*INSTRUCTIONS FOR THE TASK*
Only the lines from the one containing "Examine the provided image for any gray wall." through the last line of the entries are wanted. Transcribe them exactly.
::: GIVEN INFORMATION :::
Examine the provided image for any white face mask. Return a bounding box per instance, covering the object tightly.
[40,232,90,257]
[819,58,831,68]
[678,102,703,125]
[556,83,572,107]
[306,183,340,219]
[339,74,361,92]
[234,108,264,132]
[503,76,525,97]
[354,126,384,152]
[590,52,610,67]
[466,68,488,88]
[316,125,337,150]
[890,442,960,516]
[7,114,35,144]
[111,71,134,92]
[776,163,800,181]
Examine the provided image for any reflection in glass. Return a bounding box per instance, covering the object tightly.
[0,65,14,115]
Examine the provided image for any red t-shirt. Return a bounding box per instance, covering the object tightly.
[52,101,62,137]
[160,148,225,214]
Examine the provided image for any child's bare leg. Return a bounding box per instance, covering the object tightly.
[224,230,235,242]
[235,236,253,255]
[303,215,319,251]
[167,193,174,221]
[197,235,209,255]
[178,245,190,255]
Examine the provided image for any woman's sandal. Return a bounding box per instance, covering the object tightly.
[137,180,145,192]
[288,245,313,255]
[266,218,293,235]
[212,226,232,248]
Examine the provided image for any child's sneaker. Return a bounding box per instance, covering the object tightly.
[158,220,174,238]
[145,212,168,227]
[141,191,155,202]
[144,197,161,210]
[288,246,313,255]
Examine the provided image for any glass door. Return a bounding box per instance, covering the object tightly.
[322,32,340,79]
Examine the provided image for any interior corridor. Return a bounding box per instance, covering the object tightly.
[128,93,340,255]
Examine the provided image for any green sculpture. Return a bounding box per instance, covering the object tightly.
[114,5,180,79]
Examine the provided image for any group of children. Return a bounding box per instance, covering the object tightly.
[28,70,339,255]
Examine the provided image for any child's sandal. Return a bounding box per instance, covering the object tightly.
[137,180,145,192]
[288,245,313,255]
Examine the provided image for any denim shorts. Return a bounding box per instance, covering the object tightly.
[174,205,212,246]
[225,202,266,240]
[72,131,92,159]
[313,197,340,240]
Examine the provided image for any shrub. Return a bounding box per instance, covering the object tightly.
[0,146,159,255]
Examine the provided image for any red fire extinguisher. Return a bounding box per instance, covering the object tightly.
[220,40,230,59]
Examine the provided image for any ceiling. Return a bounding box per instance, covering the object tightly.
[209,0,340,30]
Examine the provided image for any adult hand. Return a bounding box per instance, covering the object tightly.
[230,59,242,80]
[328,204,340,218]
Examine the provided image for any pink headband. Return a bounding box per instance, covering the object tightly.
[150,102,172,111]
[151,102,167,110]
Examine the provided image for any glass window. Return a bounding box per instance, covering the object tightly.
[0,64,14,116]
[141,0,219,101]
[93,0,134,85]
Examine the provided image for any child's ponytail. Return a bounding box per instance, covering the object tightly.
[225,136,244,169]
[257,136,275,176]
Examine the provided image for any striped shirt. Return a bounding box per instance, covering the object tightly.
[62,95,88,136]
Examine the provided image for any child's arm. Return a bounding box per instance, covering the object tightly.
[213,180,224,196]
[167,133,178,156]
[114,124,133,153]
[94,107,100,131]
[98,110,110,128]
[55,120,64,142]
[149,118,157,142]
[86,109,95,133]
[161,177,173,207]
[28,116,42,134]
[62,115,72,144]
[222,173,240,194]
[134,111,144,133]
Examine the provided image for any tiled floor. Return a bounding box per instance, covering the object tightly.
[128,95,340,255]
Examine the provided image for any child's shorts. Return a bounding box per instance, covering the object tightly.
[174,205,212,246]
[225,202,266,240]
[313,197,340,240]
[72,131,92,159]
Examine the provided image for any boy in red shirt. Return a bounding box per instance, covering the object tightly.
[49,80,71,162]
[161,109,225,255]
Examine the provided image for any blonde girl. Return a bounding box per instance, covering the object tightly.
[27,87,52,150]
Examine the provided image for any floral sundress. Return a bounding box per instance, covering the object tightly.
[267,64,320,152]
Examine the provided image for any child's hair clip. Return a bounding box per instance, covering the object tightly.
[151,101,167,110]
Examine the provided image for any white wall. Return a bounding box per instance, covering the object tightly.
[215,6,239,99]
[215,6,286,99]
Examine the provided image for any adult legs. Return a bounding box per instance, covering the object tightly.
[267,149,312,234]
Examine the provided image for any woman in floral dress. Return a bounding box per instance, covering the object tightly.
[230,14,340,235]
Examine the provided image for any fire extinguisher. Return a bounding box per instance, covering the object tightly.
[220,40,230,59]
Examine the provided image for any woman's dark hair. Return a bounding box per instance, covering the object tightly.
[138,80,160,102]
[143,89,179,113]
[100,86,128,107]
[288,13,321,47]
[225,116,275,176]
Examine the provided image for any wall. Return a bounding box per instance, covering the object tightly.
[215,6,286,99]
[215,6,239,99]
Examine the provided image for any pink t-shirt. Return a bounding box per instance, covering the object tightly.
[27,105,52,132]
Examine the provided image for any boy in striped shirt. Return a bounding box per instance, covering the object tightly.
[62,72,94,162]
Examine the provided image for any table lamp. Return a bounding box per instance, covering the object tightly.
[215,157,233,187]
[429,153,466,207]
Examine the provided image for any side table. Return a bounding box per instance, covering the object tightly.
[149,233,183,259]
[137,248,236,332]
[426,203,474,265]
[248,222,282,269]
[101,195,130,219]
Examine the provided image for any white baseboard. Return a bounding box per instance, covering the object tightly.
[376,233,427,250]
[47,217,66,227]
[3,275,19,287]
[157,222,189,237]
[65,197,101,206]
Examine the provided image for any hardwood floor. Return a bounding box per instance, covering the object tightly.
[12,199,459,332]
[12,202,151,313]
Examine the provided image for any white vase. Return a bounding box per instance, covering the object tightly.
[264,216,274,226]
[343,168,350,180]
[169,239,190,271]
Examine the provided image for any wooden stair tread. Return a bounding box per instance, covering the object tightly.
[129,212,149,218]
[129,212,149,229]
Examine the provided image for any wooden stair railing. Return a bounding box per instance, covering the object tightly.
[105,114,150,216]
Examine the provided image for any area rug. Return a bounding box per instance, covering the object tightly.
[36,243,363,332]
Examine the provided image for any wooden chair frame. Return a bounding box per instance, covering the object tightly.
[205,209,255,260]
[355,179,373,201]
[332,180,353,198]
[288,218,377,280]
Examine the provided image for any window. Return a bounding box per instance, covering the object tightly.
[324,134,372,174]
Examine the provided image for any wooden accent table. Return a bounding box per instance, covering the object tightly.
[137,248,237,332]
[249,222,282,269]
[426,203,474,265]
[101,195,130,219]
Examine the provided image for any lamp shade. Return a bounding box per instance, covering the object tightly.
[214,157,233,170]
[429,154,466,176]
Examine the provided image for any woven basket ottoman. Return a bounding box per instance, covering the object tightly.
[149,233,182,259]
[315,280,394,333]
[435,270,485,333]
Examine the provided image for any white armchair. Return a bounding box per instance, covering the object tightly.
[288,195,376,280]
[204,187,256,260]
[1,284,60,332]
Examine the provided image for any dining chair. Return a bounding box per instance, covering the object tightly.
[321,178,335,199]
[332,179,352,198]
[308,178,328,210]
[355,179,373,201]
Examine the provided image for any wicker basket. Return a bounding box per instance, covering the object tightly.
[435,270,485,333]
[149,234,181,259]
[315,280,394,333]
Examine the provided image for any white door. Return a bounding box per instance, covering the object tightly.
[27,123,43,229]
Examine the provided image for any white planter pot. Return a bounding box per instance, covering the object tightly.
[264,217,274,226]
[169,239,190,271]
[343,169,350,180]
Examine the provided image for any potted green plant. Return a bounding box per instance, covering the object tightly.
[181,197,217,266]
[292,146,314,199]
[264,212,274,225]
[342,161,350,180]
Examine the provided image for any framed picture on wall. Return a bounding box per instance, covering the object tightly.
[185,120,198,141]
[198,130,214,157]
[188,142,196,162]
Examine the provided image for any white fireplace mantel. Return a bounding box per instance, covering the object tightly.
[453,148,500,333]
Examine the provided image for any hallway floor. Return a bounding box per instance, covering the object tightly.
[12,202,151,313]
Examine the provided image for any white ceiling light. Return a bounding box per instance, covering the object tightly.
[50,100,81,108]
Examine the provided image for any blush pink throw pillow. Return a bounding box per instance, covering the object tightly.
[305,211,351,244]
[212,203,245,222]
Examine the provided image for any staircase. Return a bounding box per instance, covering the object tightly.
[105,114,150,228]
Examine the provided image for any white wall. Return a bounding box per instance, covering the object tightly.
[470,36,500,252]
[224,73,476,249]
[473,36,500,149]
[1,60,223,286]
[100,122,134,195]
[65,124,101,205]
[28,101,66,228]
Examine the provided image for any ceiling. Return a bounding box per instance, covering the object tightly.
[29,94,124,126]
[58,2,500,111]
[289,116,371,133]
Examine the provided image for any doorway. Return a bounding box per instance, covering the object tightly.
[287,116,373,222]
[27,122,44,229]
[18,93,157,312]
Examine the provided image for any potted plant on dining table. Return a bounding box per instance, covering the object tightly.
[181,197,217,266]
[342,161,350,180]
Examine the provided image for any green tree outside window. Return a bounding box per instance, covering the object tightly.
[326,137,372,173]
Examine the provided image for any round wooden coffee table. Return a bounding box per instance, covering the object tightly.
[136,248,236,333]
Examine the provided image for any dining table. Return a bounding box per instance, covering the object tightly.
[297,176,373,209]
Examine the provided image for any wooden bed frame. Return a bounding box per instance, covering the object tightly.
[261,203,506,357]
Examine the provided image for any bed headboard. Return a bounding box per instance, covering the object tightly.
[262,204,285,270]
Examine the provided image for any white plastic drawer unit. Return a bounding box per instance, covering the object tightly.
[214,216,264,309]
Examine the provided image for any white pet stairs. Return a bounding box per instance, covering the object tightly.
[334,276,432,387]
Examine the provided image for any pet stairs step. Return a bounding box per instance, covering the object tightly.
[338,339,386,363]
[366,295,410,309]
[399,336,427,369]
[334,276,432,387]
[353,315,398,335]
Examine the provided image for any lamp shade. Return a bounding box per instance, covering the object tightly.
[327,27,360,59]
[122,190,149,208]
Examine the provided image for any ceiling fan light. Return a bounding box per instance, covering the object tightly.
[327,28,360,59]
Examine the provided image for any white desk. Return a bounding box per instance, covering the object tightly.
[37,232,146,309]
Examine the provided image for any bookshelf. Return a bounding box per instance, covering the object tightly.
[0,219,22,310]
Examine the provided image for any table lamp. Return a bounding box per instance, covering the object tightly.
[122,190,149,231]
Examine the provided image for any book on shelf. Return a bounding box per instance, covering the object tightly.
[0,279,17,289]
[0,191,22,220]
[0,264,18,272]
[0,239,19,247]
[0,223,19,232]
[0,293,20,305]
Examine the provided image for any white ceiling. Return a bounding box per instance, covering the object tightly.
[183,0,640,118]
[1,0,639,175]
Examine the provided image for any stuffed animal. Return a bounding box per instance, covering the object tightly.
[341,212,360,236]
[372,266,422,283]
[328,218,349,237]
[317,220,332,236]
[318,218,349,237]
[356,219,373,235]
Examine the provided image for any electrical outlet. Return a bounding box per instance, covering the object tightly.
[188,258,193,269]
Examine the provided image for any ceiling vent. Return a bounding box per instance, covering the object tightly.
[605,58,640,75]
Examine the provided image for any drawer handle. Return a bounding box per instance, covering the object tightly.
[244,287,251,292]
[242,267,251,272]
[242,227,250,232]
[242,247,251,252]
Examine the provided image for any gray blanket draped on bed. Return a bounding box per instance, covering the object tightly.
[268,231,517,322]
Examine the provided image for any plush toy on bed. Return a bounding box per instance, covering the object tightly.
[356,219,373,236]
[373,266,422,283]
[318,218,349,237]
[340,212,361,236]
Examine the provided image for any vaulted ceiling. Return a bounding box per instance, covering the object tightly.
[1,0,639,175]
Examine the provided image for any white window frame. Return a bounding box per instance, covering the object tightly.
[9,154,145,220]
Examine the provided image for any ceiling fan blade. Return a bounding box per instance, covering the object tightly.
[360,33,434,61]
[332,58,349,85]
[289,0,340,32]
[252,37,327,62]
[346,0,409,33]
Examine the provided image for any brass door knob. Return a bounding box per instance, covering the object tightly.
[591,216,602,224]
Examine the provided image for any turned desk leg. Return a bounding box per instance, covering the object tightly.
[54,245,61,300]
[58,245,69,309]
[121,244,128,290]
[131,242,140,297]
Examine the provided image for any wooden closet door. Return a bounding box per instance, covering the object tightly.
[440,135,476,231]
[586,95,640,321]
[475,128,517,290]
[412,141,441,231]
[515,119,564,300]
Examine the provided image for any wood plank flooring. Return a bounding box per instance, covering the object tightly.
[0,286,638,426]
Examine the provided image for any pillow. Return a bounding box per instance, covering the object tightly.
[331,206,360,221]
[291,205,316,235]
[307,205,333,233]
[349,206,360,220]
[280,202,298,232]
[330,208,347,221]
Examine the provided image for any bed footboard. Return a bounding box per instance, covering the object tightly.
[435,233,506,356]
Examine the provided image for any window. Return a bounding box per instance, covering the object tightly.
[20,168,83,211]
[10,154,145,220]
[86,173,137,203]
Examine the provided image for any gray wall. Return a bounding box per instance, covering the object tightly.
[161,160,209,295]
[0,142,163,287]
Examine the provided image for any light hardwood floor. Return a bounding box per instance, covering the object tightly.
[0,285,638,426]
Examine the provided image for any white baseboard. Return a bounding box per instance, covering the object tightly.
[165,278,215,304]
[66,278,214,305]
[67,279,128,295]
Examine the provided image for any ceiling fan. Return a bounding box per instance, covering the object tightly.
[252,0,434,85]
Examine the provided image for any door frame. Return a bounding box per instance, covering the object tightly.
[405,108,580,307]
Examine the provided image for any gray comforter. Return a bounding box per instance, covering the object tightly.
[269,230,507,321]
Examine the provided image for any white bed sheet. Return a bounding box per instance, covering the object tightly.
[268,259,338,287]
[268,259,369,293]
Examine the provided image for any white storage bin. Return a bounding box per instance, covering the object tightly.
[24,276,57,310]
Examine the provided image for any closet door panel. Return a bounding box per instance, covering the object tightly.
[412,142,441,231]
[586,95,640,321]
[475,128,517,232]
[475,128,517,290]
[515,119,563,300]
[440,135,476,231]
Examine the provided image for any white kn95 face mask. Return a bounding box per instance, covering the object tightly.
:::
*ANSWER FOR THE TASK*
Examine the provided image for any gray wall. Return a bounding box per instance, covering the object tightly.
[161,160,209,295]
[0,142,163,287]
Examine the provided image for any light hardwood floor. Return a bounding box per instance, covering the object tightly.
[0,285,638,426]
Examine the provided image for any white baseboard. Return a bounding box per instance, covering the object tightly.
[165,278,215,304]
[66,278,214,305]
[67,279,128,295]
Examine the provided image for any ceiling fan. Return a bounding box per instance, covering the object tightly.
[252,0,434,85]
Examine the provided image for any door frame. Return a bounding box per instance, covering the object tightly.
[405,108,580,307]
Examine the provided image for any gray comforter. Return a bounding box per instance, covering the object tightly.
[269,230,507,321]
Examine the provided image for any white bed sheet. Return a bounding box per instance, covering the object tightly.
[268,259,338,287]
[268,259,369,293]
Examine the provided image for any white storage bin. Return a bounding box per instance, covering the object tightly.
[24,276,57,310]
Examine the provided image for any closet door panel. Return a bounding box per instance, covering the object tightly.
[412,142,441,231]
[586,95,640,321]
[475,128,517,232]
[475,128,517,290]
[515,119,563,300]
[440,135,476,231]
Examine the provided image for any white kn95 face mask. Return a bounding box per instance, covering the object tightly.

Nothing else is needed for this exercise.